━━━━━ DOCUMENT PASSAGE ━━━━━

A woman who killed her husband in a car crash after grabbing the handbrake at nearly 60mph during a drunken row has been jailed for two years.

Caroline Meeking, 45, and her husband Alan, 49, were on their way home to Somerset from a day's drinking in Bridport when they crashed into another vehicle.

Meeking, of Park Barn Lane, Ashill, Ilminster, denied the single charge of manslaughter but was convicted following a trial at Bristol Crown Court in November.

During the two-day trial the jury heard that Meeking and her husband had between them drunk two bottles of rose wine and later had four or five pints of lager each.

Meeking told the court she did not intend to kill her husband and did not know the car would react the way it did. She said she simply wanted to get away from him as the argument had already lasted 30 minutes.

The couple, who had been together for nine years and married for 12 months, were arguing as they drove along the unlit A3088 at Montacute, near Yeovil on the evening of August 30 last year.

Meeking pulled the handbrake, pulling their silver Ford Escort into a spin, heading side-on at speed into the path of a car coming in the opposite direction. The driver of the other car, a green Rover 620, had no time to react and the two cars collided shortly before 10.30pm.

Despite wearing his seat belt, Mr Meeking suffered catastrophic injuries and was declared dead at the scene by medics. The other motorist escaped without serious injury.

Blood tests carried out afterwards found that Mr Meeking, who was 5ft 9ins and weighed more than 17 stone, was twice the drink-drive limit that night.

Witnesses to the accident told police they believed Mr Meeking was driving without his headlights on.

Passing sentence, Judge Neil Ford QC, the Recorder of Bristol, said: ''In my judgment, this case is so serious I must pass an immediate custodial sentence.

''A suspended sentence or community order would not reflect the seriousness of the offending.''

Meeking showed little emotion as she was led away to begin her sentence.

━━━━━ DATA SHOWN ━━━━━

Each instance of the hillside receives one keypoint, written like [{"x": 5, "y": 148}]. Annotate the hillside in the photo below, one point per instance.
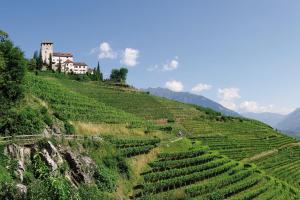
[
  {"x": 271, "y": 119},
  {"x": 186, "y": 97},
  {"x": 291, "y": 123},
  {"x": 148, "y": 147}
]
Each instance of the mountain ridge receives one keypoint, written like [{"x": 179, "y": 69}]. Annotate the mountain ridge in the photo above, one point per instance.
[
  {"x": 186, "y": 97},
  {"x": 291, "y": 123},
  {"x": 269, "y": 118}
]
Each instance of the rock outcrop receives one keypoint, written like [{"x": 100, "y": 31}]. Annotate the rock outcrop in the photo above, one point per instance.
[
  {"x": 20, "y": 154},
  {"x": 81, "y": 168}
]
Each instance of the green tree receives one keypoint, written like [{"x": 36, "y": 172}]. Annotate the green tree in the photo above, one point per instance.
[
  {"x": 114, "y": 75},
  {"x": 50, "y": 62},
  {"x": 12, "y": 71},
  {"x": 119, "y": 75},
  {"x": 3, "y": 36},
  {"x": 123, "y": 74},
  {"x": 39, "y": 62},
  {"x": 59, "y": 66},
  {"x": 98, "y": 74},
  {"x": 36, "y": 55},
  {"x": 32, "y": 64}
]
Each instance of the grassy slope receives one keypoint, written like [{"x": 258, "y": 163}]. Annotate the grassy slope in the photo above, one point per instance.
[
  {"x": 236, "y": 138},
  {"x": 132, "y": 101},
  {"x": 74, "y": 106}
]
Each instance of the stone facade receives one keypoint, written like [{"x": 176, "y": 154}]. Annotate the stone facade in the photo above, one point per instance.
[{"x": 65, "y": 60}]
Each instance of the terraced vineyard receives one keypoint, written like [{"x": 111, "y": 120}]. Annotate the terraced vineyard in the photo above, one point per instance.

━━━━━

◆ ACTIVITIES
- 1) Translate this sentence from the crash report into Spanish: "Meeking showed little emotion as she was led away to begin her sentence."
- 2) Please decide whether each statement agrees with the crash report, answering yes or no and quoting the words that settle it: (a) The couple had been married for nine years. (b) The trial lasted three days. (c) The driver of the other car escaped without serious injury.
The records can be set aside.

◆ SOLUTIONS
- 1) Meeking mostró poca emoción cuando se la llevaron para comenzar a cumplir su condena.

- 2)
(a) No: "had been together for nine years and married for 12 months"
(b) No: "During the two-day trial"
(c) Yes: "The other motorist escaped without serious injury."